→ What needs to be done
Beginning at the line containing "For the benchmark, annotate every instance of the black backpack" and continuing to the end of the records below, give each line again exactly as it stands, and only those lines.

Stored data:
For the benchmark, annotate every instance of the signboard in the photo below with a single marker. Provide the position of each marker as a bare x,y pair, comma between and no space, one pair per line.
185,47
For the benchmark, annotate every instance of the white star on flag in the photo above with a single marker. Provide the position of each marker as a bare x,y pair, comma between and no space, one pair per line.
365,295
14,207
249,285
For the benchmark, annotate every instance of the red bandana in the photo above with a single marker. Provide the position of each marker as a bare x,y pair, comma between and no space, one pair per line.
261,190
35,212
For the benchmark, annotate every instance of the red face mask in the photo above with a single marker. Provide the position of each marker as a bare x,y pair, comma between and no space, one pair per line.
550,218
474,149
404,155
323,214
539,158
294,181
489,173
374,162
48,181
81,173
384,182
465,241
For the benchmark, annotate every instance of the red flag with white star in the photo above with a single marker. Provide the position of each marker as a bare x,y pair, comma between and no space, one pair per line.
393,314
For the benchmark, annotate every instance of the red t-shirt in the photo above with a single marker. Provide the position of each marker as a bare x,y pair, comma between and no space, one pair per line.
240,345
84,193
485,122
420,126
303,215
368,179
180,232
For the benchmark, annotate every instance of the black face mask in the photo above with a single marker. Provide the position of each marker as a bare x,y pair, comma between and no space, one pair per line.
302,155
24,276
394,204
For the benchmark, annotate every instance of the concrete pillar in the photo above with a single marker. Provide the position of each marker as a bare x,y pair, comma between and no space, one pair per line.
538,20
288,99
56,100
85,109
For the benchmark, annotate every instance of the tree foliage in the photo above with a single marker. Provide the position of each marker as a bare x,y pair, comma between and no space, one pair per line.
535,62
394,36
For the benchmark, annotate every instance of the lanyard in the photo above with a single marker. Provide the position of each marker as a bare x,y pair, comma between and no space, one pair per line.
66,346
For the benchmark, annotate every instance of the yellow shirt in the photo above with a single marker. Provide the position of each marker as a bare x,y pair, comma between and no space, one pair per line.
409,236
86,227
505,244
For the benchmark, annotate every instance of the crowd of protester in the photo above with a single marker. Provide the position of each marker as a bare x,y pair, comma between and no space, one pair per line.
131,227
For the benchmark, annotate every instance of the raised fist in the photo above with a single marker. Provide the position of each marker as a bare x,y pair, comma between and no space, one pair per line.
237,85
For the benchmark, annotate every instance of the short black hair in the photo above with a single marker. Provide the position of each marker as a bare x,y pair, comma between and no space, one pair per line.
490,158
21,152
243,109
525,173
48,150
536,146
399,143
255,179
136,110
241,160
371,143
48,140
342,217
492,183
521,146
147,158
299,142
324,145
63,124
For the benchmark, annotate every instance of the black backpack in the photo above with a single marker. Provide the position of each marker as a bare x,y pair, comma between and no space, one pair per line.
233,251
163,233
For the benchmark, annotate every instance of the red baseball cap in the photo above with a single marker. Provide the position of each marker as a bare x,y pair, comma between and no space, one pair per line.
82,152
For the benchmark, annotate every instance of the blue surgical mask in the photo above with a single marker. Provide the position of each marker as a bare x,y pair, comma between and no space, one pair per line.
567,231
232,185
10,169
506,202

→ Written response
For the benchmark, annotate every instance of the black backpack in the photo above with a single marker. Provide the position of each marker as a bare x,y pair, comma between and no space, one pair per line.
233,251
163,233
For the benchmark, annotate every instance of the red baseball cap in the photo above with a single marker. Provide the position of each marker as a bare x,y pair, comma between and no space, one pair per line.
82,152
For the benchmark, annotate every instance of the blue surgical mask in the photo above with a single marker. Provide the position of each marker as a bare x,y pair, comma between and no space, one pair per line.
567,231
232,185
10,169
506,202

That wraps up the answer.